Problema proposto:
Extraia dos registros abaixo cada linha que contenha a palavra "banner". Considere maiúsculas e minúsculas como distintas.

____ Dados registrados

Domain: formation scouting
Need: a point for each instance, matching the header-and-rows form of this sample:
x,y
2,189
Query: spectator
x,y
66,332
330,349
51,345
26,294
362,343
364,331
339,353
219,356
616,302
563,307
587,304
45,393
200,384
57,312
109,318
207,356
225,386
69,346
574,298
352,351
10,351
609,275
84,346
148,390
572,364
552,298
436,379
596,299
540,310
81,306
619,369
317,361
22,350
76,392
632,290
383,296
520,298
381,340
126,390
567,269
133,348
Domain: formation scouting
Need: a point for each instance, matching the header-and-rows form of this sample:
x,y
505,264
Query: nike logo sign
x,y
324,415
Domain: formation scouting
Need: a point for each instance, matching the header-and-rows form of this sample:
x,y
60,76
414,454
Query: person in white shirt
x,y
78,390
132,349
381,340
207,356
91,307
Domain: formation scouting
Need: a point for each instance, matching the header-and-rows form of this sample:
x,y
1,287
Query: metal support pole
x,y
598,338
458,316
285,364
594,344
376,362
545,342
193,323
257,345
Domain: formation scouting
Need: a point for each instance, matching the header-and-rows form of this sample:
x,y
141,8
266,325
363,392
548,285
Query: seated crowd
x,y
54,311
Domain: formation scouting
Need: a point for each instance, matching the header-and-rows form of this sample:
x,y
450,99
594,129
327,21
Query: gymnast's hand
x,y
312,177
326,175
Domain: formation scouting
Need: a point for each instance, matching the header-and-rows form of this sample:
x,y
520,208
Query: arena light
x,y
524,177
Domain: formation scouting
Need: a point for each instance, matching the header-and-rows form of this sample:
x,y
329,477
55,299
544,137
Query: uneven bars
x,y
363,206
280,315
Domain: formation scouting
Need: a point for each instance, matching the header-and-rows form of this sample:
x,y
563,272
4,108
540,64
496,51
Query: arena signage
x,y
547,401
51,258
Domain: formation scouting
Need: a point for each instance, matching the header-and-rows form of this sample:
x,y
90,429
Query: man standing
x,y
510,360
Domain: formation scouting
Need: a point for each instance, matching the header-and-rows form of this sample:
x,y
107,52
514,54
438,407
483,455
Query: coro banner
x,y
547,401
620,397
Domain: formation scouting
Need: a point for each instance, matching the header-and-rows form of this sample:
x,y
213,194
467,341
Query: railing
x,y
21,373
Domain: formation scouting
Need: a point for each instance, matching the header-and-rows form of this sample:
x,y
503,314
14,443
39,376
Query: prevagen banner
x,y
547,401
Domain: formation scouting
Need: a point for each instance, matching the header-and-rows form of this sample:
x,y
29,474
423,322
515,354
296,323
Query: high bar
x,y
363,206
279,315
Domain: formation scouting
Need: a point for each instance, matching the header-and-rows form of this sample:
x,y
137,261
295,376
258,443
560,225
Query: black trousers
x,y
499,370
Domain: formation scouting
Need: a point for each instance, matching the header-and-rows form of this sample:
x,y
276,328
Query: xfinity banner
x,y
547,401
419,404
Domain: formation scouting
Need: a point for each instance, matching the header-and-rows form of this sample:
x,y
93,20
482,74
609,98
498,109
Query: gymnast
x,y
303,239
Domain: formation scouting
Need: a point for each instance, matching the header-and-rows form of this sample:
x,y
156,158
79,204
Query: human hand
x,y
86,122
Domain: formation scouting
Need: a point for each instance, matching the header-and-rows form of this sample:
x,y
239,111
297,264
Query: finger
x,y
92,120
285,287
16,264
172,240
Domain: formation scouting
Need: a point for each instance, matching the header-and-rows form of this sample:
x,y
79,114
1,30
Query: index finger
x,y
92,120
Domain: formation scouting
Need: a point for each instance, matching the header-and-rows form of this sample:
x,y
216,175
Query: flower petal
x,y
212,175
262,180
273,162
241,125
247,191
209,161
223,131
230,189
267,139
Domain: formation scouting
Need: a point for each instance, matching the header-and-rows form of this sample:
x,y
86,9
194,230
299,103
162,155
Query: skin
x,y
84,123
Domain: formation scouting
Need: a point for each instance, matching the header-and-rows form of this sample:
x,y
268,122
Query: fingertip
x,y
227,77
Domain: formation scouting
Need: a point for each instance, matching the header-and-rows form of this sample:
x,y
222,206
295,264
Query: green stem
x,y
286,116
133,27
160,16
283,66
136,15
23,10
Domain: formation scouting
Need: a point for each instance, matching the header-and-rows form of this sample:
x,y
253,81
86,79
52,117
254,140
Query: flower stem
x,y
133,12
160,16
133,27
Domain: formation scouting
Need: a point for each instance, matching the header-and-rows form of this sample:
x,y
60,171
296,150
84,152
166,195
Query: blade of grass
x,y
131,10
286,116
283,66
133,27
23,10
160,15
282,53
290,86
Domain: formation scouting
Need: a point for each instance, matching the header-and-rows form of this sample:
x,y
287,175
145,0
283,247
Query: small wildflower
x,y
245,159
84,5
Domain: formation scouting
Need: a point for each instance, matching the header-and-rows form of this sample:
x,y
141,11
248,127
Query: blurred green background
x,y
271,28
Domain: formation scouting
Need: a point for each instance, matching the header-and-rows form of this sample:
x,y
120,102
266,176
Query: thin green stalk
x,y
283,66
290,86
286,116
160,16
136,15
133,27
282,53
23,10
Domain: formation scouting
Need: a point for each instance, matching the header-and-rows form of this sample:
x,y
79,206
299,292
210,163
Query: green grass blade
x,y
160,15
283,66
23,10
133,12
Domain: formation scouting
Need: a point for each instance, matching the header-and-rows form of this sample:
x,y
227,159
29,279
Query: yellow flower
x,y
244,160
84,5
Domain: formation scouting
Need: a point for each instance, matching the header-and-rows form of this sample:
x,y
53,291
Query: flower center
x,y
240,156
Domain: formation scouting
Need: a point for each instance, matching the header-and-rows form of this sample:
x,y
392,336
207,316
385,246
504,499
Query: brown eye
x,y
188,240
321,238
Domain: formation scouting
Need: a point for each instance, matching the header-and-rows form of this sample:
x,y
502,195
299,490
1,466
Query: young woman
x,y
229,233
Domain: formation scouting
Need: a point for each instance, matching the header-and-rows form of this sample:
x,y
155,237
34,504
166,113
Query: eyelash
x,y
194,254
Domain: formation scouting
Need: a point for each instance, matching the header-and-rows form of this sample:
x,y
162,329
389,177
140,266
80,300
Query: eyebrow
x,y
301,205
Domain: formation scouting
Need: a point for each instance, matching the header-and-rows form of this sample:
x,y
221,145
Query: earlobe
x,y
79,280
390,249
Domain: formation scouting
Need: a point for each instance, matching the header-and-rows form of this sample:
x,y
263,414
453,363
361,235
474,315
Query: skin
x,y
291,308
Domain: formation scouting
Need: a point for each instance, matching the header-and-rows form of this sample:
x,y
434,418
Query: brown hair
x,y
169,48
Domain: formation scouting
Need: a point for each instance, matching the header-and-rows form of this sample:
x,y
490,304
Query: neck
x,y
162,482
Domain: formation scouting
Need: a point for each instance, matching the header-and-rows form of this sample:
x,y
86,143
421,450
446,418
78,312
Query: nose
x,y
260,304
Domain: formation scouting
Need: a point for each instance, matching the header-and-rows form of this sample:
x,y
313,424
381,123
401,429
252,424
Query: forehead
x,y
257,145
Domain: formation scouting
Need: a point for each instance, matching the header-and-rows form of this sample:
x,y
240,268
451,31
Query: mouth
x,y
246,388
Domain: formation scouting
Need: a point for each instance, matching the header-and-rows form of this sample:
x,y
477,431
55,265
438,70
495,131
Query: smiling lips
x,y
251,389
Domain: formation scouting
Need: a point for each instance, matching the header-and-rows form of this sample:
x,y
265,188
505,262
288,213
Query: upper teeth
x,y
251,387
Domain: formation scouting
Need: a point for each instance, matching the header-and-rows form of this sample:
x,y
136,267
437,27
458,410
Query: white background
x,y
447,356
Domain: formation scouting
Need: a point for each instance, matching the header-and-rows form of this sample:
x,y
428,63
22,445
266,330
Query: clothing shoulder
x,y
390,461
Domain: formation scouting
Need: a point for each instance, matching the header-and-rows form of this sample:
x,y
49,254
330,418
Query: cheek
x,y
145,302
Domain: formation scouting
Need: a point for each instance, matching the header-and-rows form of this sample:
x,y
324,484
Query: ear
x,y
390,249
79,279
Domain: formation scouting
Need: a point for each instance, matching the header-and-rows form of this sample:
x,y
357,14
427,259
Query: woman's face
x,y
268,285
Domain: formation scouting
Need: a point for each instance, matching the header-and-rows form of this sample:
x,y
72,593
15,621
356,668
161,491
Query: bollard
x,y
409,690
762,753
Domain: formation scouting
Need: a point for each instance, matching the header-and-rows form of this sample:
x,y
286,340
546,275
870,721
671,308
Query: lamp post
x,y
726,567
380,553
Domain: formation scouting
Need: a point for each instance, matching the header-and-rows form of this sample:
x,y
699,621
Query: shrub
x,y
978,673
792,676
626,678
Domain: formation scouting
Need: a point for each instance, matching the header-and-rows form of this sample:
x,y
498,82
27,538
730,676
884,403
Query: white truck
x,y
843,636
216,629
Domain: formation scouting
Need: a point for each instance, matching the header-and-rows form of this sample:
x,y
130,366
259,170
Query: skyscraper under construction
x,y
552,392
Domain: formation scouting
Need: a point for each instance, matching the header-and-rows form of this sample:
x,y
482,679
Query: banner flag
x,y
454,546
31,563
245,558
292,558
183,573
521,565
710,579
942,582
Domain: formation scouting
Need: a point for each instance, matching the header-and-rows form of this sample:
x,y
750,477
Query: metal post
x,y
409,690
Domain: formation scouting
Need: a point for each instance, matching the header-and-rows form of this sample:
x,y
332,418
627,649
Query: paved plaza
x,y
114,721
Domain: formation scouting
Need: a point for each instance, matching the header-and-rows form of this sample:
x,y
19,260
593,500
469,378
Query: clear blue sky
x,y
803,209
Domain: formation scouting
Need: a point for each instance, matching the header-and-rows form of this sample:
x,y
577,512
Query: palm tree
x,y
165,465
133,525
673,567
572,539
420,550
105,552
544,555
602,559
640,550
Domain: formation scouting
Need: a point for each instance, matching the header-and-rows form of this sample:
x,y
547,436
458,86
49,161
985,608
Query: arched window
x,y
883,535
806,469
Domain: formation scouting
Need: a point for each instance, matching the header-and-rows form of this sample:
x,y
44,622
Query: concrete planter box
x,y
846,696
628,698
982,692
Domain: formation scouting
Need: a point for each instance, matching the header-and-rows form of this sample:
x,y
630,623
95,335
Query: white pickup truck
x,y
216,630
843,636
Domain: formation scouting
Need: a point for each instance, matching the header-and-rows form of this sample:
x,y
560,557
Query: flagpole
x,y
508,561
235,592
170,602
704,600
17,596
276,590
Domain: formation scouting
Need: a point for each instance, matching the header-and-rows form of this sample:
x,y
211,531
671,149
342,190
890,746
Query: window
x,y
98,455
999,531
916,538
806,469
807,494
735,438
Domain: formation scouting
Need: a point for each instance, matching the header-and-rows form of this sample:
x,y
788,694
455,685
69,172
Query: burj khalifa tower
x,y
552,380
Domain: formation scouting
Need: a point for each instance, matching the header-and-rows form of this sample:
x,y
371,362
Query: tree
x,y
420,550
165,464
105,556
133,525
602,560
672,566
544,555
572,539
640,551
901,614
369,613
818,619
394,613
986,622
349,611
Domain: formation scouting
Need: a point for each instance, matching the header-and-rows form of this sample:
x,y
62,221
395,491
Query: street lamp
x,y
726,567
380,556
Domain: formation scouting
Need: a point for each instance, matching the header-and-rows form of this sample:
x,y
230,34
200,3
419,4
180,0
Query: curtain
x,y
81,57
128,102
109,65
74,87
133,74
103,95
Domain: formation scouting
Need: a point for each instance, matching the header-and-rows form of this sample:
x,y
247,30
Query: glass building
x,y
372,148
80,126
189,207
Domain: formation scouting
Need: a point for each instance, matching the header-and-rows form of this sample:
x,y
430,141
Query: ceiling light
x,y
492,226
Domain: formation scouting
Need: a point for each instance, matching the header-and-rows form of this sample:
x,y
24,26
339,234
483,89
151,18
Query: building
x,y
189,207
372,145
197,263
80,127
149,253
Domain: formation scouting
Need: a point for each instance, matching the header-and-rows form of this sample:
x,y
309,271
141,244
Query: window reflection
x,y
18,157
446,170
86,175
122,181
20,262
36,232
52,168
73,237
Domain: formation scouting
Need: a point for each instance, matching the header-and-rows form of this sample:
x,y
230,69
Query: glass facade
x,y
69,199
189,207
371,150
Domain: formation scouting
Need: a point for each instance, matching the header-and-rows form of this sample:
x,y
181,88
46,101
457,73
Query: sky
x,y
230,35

________

Resultado do exercício:
Query: coro banner
Query: prevagen banner
Query: xfinity banner
Query: banner flag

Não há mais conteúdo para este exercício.